**Coordinate annotation records:**
++++++++
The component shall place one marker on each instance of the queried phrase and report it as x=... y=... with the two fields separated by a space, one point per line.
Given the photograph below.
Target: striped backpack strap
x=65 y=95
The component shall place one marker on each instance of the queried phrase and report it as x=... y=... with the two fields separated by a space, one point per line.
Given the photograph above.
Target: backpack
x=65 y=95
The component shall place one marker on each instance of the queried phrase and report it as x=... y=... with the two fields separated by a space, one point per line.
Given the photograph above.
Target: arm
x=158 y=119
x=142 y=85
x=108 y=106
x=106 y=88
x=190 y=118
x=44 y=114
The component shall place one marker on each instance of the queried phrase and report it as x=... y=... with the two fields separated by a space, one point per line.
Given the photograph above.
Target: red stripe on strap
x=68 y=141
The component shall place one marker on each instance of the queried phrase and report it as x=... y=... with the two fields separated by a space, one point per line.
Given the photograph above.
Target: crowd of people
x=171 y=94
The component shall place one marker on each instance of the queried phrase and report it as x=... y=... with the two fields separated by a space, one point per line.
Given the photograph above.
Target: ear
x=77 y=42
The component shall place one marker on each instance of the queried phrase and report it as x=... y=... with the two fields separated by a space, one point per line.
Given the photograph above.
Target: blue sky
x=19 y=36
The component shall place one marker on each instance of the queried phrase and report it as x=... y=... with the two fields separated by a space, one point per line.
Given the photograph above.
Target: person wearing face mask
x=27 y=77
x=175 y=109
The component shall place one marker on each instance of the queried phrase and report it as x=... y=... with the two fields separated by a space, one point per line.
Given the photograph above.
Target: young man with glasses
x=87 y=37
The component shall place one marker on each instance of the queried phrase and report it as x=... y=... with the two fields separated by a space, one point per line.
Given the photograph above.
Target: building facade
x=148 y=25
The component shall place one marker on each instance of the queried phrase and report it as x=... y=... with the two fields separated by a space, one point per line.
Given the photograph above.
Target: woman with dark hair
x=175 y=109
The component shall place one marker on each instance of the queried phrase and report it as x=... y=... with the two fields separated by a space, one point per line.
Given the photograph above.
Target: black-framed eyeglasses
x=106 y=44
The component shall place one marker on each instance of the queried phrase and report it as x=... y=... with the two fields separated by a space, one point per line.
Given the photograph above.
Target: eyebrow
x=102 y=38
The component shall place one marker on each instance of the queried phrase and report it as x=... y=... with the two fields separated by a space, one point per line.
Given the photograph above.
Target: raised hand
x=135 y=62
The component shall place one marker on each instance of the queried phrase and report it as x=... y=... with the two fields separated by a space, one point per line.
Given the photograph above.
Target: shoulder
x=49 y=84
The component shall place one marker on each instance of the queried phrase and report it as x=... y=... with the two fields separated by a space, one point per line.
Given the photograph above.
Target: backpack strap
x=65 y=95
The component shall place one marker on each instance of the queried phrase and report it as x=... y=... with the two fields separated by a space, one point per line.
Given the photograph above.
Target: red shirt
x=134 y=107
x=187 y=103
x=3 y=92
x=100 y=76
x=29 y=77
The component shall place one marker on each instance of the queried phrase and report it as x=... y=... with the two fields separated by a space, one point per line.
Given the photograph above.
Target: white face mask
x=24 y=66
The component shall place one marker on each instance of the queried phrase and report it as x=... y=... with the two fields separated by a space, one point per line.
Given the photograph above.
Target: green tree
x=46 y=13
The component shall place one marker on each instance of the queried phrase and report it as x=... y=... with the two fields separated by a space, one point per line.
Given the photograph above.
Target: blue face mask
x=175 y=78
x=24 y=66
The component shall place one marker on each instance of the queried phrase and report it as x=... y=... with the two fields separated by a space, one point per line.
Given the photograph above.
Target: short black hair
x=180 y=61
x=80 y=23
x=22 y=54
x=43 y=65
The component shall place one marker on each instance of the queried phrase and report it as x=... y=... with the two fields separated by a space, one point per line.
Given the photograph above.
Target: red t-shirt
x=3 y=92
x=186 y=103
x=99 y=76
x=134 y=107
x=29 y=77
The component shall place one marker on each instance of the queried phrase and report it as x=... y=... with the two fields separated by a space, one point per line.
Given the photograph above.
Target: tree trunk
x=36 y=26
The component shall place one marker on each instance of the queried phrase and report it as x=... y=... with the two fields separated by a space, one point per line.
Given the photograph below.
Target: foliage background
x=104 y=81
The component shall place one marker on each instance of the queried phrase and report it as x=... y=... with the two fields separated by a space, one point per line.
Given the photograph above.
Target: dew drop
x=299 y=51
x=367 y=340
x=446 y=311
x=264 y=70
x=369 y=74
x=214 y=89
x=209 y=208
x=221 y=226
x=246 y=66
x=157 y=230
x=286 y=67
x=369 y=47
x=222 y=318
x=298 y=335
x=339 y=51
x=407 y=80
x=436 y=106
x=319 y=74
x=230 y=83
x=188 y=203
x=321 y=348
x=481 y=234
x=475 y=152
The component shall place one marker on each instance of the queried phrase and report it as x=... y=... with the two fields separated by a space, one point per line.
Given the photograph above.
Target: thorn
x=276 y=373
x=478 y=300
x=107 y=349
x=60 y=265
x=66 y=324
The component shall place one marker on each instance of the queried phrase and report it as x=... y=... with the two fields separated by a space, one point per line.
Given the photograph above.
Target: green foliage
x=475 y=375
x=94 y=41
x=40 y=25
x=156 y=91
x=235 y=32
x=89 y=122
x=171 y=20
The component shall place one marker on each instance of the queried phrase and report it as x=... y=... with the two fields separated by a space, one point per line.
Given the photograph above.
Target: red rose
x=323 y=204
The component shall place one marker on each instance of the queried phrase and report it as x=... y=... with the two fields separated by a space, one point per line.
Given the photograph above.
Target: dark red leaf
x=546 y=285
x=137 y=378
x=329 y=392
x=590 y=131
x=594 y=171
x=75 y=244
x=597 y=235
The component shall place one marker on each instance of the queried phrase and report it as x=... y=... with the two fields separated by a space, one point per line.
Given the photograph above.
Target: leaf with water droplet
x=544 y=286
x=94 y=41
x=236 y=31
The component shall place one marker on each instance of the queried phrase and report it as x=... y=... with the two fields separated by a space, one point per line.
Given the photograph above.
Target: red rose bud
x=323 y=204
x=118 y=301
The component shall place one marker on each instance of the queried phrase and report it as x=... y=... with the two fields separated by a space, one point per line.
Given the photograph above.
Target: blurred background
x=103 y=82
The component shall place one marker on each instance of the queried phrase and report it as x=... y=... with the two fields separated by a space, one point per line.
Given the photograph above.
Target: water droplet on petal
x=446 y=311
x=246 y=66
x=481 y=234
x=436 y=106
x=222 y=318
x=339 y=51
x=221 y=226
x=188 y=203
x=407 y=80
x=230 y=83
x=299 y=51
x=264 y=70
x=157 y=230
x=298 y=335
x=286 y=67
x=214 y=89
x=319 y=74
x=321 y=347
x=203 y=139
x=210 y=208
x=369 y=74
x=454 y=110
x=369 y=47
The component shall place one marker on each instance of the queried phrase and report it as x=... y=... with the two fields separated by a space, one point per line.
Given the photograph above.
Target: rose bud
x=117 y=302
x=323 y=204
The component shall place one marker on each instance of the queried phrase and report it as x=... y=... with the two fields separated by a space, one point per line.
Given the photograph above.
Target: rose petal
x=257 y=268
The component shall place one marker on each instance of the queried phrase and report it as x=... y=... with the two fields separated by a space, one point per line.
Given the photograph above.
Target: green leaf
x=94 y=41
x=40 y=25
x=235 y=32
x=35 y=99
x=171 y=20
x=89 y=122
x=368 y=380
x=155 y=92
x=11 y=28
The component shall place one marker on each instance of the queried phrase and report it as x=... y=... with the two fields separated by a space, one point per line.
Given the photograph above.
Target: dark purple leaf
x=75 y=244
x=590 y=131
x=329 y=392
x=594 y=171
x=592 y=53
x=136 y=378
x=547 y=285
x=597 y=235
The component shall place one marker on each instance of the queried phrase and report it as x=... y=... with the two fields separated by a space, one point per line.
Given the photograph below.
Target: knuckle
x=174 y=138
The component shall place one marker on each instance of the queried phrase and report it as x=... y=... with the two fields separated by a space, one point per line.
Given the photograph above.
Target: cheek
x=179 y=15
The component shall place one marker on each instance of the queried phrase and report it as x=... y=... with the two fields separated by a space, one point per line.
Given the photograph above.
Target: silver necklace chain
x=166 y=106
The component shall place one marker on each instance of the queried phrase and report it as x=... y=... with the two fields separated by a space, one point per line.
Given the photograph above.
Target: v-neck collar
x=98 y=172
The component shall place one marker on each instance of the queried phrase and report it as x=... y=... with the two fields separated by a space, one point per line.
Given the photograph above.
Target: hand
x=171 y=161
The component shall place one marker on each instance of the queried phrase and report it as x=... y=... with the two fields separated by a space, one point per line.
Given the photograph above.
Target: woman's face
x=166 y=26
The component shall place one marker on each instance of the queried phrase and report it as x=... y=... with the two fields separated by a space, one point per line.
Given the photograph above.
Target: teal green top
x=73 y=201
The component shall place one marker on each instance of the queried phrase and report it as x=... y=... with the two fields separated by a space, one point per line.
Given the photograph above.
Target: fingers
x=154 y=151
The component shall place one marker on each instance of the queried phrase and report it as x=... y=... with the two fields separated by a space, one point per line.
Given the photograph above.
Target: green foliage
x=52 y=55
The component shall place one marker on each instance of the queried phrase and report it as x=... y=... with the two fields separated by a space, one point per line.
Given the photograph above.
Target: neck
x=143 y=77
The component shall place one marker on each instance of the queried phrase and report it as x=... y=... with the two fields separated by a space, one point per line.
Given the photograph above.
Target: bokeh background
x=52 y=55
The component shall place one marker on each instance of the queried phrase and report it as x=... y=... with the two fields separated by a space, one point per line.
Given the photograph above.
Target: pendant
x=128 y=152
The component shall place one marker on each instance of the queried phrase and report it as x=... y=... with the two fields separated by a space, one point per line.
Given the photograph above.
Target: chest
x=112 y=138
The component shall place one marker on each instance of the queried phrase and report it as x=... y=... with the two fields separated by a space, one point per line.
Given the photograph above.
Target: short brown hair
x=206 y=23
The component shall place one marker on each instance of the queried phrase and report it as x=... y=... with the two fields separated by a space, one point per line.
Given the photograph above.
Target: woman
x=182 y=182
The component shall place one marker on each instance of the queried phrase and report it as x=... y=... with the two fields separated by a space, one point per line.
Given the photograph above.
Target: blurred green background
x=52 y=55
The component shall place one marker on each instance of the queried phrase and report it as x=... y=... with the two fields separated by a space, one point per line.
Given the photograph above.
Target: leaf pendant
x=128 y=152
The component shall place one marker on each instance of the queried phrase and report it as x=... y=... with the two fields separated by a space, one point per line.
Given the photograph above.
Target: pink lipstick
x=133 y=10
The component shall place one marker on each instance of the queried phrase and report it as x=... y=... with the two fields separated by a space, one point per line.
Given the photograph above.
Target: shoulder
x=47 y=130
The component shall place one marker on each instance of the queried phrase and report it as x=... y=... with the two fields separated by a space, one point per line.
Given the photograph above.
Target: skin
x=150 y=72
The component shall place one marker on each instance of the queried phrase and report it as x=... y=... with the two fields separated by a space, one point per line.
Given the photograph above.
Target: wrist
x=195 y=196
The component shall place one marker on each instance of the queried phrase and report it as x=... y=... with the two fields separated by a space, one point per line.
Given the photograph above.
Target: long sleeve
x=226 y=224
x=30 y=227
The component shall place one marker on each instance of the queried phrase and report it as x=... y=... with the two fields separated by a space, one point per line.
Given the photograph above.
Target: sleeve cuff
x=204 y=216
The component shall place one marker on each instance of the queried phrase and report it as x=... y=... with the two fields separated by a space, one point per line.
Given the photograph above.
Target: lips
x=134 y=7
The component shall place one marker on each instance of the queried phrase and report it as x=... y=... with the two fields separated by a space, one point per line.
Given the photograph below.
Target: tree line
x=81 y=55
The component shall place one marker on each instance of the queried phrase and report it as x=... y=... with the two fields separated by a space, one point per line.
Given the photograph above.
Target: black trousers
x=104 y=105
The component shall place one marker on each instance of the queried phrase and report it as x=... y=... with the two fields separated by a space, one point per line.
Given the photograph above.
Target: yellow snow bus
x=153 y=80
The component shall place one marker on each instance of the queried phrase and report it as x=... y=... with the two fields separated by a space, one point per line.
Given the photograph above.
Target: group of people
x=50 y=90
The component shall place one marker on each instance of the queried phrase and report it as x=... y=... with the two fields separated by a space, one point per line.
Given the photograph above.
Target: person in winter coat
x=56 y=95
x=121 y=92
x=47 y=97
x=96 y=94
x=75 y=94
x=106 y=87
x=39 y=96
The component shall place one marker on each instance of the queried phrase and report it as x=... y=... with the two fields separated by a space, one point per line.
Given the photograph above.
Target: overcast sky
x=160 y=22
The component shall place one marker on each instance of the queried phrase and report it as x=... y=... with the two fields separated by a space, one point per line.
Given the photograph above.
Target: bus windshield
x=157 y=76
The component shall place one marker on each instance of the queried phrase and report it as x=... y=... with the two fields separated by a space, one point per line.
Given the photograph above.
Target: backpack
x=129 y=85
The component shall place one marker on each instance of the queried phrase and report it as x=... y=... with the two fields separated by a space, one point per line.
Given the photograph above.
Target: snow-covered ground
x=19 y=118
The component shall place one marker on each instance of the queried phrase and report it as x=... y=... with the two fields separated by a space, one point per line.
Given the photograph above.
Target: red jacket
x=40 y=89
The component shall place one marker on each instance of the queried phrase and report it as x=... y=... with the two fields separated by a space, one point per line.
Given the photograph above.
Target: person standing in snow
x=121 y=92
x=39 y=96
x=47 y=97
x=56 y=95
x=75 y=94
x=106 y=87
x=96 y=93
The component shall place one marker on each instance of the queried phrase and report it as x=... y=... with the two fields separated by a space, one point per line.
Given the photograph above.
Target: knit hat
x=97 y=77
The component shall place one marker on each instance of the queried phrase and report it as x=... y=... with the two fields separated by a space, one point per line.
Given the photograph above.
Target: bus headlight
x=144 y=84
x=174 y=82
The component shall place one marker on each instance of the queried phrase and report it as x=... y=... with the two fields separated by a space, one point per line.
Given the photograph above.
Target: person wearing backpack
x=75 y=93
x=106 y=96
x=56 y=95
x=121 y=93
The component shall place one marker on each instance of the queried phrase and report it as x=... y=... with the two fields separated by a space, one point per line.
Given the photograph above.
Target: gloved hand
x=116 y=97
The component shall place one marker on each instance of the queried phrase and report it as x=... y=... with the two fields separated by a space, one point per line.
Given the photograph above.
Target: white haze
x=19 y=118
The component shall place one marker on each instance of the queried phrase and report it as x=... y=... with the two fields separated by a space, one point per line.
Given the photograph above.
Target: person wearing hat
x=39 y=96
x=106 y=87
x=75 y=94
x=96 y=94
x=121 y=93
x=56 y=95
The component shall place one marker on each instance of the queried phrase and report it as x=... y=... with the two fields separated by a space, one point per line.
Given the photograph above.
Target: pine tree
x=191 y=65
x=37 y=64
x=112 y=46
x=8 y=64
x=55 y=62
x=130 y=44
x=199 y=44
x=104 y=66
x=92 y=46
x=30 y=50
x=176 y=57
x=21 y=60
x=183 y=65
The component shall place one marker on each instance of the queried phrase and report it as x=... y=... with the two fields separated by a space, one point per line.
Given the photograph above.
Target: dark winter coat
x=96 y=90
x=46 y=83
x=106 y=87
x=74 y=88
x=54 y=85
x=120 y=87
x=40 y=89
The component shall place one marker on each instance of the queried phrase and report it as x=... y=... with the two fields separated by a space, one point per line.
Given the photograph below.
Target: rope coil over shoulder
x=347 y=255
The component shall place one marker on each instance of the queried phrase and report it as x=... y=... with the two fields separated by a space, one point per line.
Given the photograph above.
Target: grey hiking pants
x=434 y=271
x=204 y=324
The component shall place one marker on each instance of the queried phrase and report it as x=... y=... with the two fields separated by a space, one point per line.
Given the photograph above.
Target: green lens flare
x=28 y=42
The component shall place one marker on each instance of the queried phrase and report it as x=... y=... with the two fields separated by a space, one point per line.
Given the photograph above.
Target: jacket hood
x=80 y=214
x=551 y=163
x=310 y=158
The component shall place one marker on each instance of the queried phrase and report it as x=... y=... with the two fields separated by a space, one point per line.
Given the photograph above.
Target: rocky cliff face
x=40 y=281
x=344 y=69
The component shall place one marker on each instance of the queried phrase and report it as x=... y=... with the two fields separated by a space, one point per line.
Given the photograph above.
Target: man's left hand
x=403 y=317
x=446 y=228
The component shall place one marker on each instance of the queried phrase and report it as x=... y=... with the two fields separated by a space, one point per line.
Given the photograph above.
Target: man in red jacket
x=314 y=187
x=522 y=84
++++++++
**INSTRUCTIONS FOR THE TASK:** Collect each line of the listing above that contains the string "person", and copy those lines unchanged.

**RESPONSE TO THIS EXERCISE:**
Target: person wearing face mask
Target: person in winter coat
Target: person standing in snow
Target: person wearing backpack
Target: person wearing hat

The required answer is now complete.